**SHORT PROBLEM 1:** Count the lines in the entries below that contain the string "grille", treating uppercase and lowercase as different, and give only the number.

RegExp === window.RegExp; // returns true in the browser environment
RegExp === global.RegExp; // returns true in the Node.js environment
- The RegExp global object is a constructor function that creates regular expression objects. It has static and instance properties and methods.
- JavaScript regular expressions are objects, and instances of the RegExp constructor.
let re = /findme/;
typeof re; // returns 'object' re instanceof RegExp; // returns true re.constructor === RegExp; // returns true
- RegExp.prototype is the prototype of regular expressions and has some instance methods you can use on them like test and exec (covered below).
Object.getPrototypeOf(re); // RegExp.prototype
- The String prototype has some some instance methods that take regex objects as arguments, including: match, matchAll, search, replace, and split.
3. Flags
- There are a number of regex special characters that fall into different categories including: flags, character classes, groups, boundaries, and quantifiers. We will start with flags.
- Flags are single letters you place after the regex pattern. The most commonly used flags are g and i.
- In the example below the str variable contains a string. The replace method searches the string for the pattern in the first argument, and replaces it with the value in the second argument.
- The replace method searches for the first instance of the lower case "a" character, replaces it with the letter "x", and returns the string: "Replxce at least one letter A"
let str = 'Replace at least one letter A.';
let view = str.replace(/a/, 'x'); // Replxce at least one letter A.
Global "g":
- In the next example below, the replace method applies the global flag "g". That means it will replace to all matches. It returns: "Replxce xt lexst one letter A."
str = 'Replace at least one letter A.';
view = str.replace(/a/g, 'x'); // Replxce xt lexst one letter A.
Case Insensitive "i":
- In this next example, replace applies both the global flag "g" and the case insensitive flag "i", so that it applies to all matches of both lower case and upper case "a". It returns: "Replxce xt lexst one letter x."
str = 'Replace at least one letter A.';
view = str.replace(/a/gi, 'x'); // Replxce xt lexst one letter x.
Multiline Matching "m":
- The string below spans multiple lines.
str = `Multi-line matching.
At least one line starts with "a".`;
view = /^A/.test(str); // false
view = /^A/m.test(str); // true
- Test is a RegExp instance method. It searches the string for a pattern and returns true if found, false if not.
- We are using the test method above to search for an upper case A.
- The caret character ^ means that the pattern must be at the beginning of the string. Since the capital A is not at the beginning of the string it returns false.
- But when we apply the multiline m flag to the regex pattern, then it will search for capital A at the beginning of each line, not just the whole string. Since there is a capital A at the beginning of the second line, this returns true.
4. Character Classes
- Character classes distinguish different types of characters such as word characters, digits, and white space.
Any character ".":
- In a regular expression, a dot represents any character except a new line or line terminator.

**DATA LISTING:**
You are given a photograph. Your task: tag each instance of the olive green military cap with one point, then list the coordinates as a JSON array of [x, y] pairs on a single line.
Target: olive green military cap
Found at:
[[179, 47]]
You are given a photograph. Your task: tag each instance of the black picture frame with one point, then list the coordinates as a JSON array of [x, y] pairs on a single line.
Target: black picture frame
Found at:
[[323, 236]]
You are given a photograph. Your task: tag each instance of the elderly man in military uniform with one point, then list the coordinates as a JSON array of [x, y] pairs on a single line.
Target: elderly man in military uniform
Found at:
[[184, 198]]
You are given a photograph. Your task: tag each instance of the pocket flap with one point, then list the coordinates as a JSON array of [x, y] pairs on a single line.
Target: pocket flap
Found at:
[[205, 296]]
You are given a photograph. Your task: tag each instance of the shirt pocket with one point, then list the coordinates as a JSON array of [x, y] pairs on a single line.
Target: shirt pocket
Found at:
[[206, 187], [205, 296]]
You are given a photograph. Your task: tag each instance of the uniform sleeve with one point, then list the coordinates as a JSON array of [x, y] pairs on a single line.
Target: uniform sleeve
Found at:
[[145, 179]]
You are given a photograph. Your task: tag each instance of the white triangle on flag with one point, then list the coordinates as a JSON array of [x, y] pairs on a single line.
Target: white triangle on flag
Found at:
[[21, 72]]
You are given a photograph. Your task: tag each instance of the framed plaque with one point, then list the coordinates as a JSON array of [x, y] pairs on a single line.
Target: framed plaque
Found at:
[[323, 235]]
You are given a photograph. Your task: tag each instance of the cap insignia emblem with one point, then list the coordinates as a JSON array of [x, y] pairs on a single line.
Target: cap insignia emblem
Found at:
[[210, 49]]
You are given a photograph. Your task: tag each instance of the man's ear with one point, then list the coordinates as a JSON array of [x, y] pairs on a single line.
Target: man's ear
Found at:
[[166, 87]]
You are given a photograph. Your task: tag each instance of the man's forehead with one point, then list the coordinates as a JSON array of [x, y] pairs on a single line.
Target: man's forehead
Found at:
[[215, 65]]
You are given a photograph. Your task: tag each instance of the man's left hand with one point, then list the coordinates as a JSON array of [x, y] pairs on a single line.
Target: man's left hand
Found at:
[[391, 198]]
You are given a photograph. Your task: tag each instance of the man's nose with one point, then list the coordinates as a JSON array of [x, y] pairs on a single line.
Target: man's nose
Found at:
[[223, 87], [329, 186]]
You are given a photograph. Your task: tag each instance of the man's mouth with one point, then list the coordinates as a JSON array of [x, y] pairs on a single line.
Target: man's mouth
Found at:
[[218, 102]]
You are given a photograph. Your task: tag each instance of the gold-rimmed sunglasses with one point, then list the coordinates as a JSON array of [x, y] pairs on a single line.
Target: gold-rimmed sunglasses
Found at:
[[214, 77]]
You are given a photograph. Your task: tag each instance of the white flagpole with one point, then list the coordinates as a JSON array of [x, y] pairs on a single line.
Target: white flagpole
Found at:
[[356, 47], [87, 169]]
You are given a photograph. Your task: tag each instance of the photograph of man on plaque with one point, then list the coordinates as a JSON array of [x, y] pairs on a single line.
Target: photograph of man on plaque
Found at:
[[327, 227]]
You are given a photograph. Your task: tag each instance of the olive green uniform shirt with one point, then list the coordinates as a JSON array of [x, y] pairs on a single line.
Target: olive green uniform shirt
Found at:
==
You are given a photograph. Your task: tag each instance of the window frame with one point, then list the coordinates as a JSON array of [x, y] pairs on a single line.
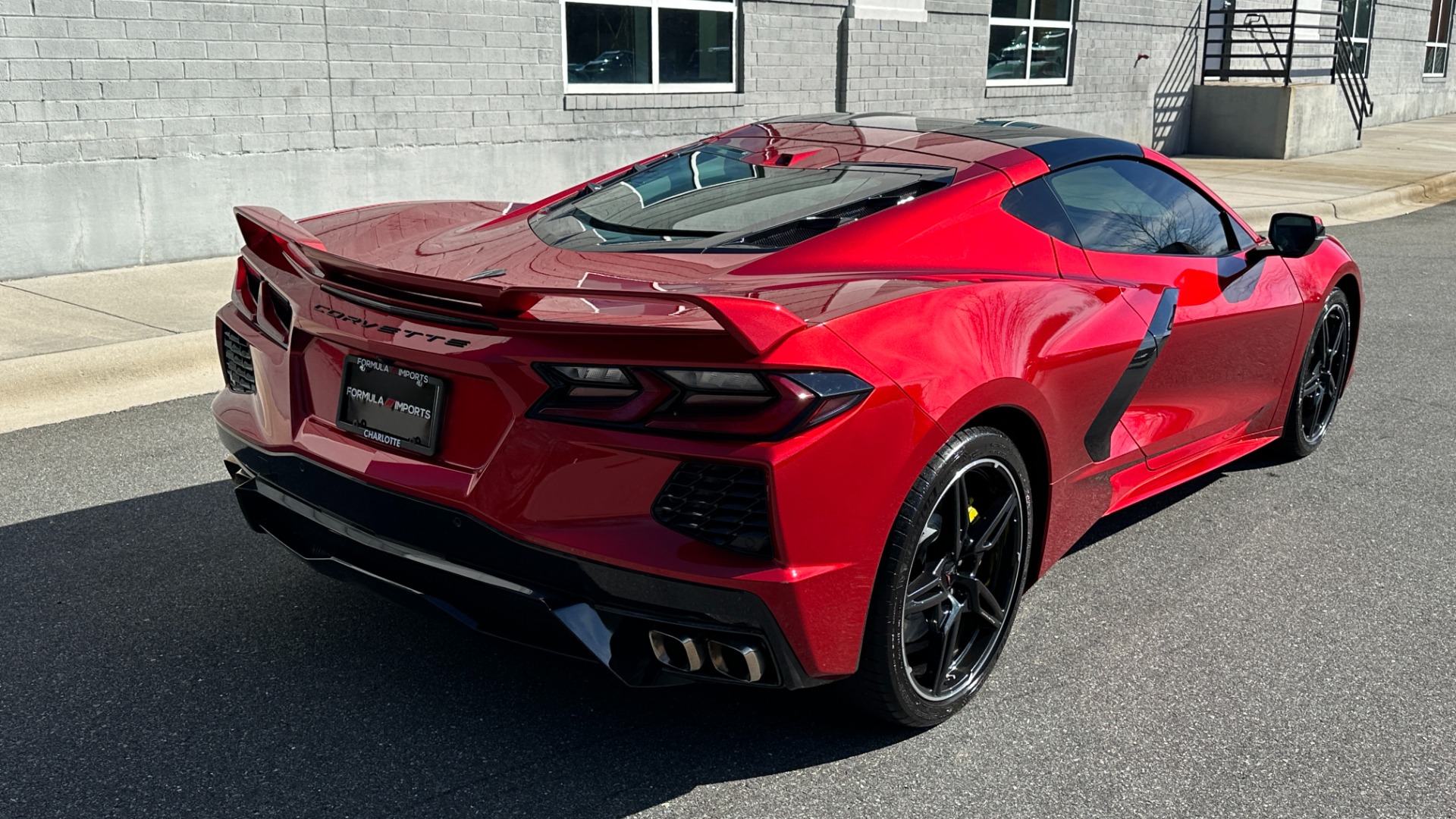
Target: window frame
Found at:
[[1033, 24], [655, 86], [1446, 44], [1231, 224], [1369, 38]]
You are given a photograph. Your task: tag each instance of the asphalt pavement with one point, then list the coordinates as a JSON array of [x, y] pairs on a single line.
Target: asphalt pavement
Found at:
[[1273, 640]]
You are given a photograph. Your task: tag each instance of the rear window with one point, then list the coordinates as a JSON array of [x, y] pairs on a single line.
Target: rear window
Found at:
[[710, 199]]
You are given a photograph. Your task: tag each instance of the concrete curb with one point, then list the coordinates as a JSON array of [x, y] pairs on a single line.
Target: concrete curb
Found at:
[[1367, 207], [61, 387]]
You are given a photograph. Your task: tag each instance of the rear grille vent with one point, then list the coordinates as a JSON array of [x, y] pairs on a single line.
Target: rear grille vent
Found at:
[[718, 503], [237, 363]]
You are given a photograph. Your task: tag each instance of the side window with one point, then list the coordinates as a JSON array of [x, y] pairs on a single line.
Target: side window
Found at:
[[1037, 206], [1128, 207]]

**SHORT PROBLEM 2:** Write the next part of the passage on JavaScript regular expressions above, starting after its final sentence.

**OUTPUT 1:** 2

**OUTPUT 2:**
- In the below example, the str variable is set to a string of miscellaneous characters.
- The replace method searches for the "." pattern with the global flag. It replaces all matches with a dash. It returns a string with every character replaced except new line "\n".
let str = 'Letters 0123, ^_.$%/]\n';
let view = str.replace(/./g, '-'); // returns '----------------------\n'
Word characters "\w":
- Backslash w is a special regex character that represents all word characters. It includes numbers, letters, and underscore: [A-Za-z0-9_]
- Applying it to the str variable replaces all letters, numbers, and the underscore with dashes.
str = 'Letters 0123, ^_.$%/]\n'; view = str.replace(/\w/g, '-'); // returns '------- ----, ^-.$%/]\n'
Non-word characters "\W":
- Backslash capital W represents all NON-word characters, so everything except numbers, letters, and underscore.
- Applying it to str replaces everything except the letters, numbers, and underscore with dashes.
str = 'Letters 0123, ^_.$%/]\n'; view = str.replace(/\W/g, '-'); // returns 'Letters-0123---_------'
Digits "\d":
- Backslash d represents digits 0 through 9.
- Applying it to str replaces the numbers with dashes.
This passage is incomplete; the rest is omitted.